** START Record set **
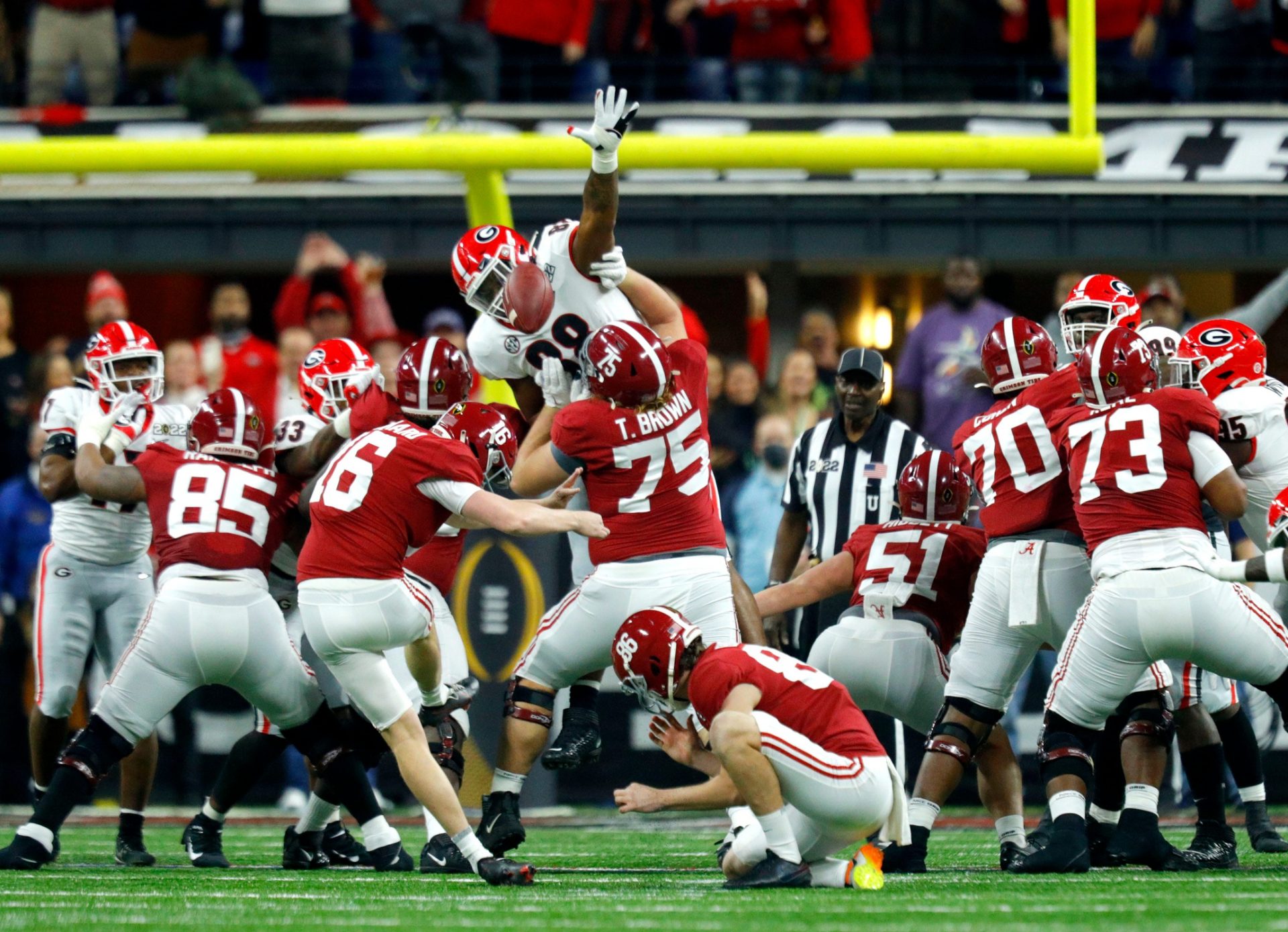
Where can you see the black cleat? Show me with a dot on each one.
(1214, 846)
(459, 696)
(390, 859)
(1065, 853)
(773, 872)
(442, 856)
(204, 841)
(341, 849)
(501, 872)
(131, 852)
(578, 744)
(303, 851)
(25, 853)
(500, 829)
** END Record set **
Rewrite all of the items, changing "black cleat" to "soccer cleat" and keeping everything else the same. Omit the pictures from your answer.

Output below
Where can you see the soccer cleat? Show me with a dot on each one.
(1214, 846)
(459, 696)
(390, 859)
(1065, 853)
(773, 872)
(442, 856)
(204, 841)
(341, 849)
(501, 872)
(131, 852)
(578, 744)
(303, 851)
(25, 853)
(500, 829)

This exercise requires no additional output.